(Excerpts from a location annotation dataset)

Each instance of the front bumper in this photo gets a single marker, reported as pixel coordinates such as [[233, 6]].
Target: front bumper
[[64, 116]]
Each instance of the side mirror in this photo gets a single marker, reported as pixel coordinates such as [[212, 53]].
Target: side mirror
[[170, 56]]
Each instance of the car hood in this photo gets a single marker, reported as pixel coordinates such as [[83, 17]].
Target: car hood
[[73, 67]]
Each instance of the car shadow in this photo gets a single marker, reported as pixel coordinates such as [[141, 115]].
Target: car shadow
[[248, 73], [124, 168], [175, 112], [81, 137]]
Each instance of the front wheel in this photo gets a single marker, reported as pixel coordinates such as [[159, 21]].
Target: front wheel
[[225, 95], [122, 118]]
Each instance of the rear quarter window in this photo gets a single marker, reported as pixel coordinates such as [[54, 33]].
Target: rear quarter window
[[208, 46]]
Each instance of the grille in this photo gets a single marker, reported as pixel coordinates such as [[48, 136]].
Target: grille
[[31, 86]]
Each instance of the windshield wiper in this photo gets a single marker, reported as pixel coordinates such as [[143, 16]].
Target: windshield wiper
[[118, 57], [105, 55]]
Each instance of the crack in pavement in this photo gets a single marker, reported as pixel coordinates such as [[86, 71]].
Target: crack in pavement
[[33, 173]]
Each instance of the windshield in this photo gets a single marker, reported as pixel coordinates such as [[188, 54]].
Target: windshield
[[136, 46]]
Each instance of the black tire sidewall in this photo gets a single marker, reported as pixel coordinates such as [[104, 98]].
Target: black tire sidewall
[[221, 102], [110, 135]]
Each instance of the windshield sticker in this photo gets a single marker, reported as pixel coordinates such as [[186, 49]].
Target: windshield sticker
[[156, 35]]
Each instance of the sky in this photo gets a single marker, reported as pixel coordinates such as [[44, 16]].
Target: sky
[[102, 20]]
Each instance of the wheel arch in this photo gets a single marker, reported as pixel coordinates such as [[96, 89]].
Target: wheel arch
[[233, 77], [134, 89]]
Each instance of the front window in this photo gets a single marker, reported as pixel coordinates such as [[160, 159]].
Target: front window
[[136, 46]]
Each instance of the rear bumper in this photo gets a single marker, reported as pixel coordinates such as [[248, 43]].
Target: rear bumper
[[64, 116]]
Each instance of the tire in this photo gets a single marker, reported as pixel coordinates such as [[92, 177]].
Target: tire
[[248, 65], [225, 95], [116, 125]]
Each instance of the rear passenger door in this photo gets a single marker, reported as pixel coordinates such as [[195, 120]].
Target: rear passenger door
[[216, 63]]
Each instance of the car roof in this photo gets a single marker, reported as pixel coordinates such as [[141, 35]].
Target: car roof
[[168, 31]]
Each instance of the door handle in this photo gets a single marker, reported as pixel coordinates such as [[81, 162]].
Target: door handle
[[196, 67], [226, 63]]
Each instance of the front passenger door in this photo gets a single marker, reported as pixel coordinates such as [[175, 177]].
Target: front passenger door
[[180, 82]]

THE PROBLEM: Turn the records, from the line that contains "Each instance of the wheel" through the end of the records, into a numbered list with one line per item, leaving out blank lines.

PROBLEM SOLUTION:
1. Each instance of the wheel arch in this photo gets a single marker, reported as pixel coordinates such as [[96, 89]].
2. Target: wheel arch
3. [[233, 77], [134, 89]]
4. Each instance of the front window in this photo gets a single marker, reported as pixel coordinates such as [[160, 159]].
5. Target: front window
6. [[136, 46]]
7. Each instance of the rear bumper in this photo gets a single marker, reported as pixel coordinates such as [[248, 43]].
8. Target: rear bumper
9. [[64, 116]]
10. Each instance of the tire in this photo gets a single marker, reported as pixel coordinates such as [[92, 177]].
11. Target: tire
12. [[248, 65], [225, 95], [116, 125]]
13. Each instance of the rear passenger door in this photo gets a single marker, reported as pixel coordinates such as [[195, 120]].
14. Target: rear passenger door
15. [[216, 63]]
16. Each instance of the car roof in this photo gets a single marker, reported as pixel coordinates such as [[141, 35]].
17. Target: car roof
18. [[168, 31]]
19. Each instance of the door handle in this photo gets a single marker, reported as pixel coordinates such as [[81, 162]].
20. Target: door handle
21. [[196, 67], [226, 63]]
22. Each instance of the front passenger door in this photo gets a single marker, reported as pixel coordinates such as [[175, 177]].
23. Target: front passenger door
24. [[180, 82]]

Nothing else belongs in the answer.